# Direction:
Copy out verbatim the part of the lines below that opens with the line containing "Please trace the outline of every instance of the cabinet" and closes with the line containing "169L0 190L59 159L59", including both of those lines.

____________

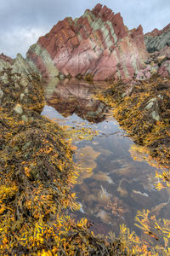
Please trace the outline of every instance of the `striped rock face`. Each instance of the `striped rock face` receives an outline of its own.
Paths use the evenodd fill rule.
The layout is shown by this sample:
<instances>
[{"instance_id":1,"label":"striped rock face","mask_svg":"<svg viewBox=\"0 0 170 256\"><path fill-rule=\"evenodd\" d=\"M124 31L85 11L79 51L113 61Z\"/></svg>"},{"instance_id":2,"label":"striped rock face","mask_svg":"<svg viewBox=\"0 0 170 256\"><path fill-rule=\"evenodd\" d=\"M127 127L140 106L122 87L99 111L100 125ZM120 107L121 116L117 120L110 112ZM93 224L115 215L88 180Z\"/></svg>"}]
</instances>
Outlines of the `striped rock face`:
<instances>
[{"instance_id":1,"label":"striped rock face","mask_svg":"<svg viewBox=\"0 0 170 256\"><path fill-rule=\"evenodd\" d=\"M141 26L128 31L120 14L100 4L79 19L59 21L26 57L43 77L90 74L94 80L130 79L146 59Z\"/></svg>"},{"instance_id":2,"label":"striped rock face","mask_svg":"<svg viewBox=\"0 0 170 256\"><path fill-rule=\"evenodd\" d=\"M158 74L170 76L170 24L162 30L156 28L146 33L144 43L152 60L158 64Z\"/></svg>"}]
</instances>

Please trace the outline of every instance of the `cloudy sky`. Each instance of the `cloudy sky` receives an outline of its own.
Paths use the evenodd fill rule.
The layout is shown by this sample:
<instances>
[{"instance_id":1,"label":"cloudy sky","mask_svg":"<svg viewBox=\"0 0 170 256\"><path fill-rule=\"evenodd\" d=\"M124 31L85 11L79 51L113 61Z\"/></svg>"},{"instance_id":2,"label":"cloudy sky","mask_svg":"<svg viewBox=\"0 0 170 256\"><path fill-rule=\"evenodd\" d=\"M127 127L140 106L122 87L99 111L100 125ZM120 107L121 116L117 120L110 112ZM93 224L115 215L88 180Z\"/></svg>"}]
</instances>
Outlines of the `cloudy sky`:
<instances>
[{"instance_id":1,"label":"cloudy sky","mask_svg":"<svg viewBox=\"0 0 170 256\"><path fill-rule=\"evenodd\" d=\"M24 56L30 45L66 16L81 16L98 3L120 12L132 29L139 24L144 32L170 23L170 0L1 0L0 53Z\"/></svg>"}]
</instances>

____________

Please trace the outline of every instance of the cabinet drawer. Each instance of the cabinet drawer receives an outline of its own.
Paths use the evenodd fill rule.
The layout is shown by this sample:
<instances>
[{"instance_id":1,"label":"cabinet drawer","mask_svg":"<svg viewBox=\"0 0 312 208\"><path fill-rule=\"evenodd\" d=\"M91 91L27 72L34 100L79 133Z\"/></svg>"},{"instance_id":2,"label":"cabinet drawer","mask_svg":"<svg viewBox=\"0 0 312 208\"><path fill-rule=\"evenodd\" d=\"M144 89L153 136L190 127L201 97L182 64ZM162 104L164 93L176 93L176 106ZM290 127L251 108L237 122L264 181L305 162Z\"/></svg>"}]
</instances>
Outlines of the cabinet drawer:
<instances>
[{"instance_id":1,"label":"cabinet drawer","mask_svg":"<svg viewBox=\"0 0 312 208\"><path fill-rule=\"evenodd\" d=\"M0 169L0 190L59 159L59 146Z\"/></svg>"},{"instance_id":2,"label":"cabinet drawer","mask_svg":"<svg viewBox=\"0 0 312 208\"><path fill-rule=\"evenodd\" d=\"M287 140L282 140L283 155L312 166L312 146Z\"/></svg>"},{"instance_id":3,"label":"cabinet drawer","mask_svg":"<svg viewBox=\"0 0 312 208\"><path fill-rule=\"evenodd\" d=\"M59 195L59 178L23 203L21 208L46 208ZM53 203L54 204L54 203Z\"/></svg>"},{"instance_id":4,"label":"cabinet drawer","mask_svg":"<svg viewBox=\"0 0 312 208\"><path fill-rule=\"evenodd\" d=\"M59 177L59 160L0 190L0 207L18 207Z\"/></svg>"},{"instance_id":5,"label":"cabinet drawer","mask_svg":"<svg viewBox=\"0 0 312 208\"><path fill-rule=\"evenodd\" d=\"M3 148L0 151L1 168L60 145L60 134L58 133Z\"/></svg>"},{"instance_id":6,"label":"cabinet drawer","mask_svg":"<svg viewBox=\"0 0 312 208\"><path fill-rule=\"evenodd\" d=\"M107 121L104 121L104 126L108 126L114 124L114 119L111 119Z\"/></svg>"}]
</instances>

____________

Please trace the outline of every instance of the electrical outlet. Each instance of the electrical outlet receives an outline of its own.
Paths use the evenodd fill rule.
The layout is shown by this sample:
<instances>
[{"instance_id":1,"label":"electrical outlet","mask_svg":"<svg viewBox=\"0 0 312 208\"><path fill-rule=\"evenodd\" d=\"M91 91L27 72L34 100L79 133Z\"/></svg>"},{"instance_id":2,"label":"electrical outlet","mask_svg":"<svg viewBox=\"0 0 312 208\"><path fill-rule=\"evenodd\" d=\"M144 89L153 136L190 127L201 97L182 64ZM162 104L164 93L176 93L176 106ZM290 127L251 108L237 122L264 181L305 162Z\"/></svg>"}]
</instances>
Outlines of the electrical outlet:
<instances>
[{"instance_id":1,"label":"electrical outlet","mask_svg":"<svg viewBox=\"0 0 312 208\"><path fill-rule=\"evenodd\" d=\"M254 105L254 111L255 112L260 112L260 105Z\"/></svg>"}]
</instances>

____________

# Full output:
Please trace the outline of every instance of the cabinet drawer. Each instance of the cabinet drawer receives an outline of its own.
Paths use the evenodd fill rule.
The layout is shown by this sample:
<instances>
[{"instance_id":1,"label":"cabinet drawer","mask_svg":"<svg viewBox=\"0 0 312 208\"><path fill-rule=\"evenodd\" d=\"M91 91L27 72L34 100L79 133Z\"/></svg>"},{"instance_id":2,"label":"cabinet drawer","mask_svg":"<svg viewBox=\"0 0 312 208\"><path fill-rule=\"evenodd\" d=\"M144 89L153 136L190 127L201 97L182 64ZM162 104L164 93L176 93L176 106ZM290 127L251 108L237 122L264 181L305 162Z\"/></svg>"}]
</instances>
Outlines of the cabinet drawer:
<instances>
[{"instance_id":1,"label":"cabinet drawer","mask_svg":"<svg viewBox=\"0 0 312 208\"><path fill-rule=\"evenodd\" d=\"M0 169L0 190L59 159L59 146Z\"/></svg>"},{"instance_id":2,"label":"cabinet drawer","mask_svg":"<svg viewBox=\"0 0 312 208\"><path fill-rule=\"evenodd\" d=\"M287 140L282 140L283 155L312 166L312 146Z\"/></svg>"},{"instance_id":3,"label":"cabinet drawer","mask_svg":"<svg viewBox=\"0 0 312 208\"><path fill-rule=\"evenodd\" d=\"M59 195L59 178L23 203L21 208L46 208ZM53 203L54 204L54 203Z\"/></svg>"},{"instance_id":4,"label":"cabinet drawer","mask_svg":"<svg viewBox=\"0 0 312 208\"><path fill-rule=\"evenodd\" d=\"M59 177L59 160L0 190L0 207L18 207Z\"/></svg>"},{"instance_id":5,"label":"cabinet drawer","mask_svg":"<svg viewBox=\"0 0 312 208\"><path fill-rule=\"evenodd\" d=\"M3 148L0 151L1 168L60 145L60 134L58 133Z\"/></svg>"},{"instance_id":6,"label":"cabinet drawer","mask_svg":"<svg viewBox=\"0 0 312 208\"><path fill-rule=\"evenodd\" d=\"M107 121L104 121L104 126L108 126L114 124L114 119L111 119Z\"/></svg>"}]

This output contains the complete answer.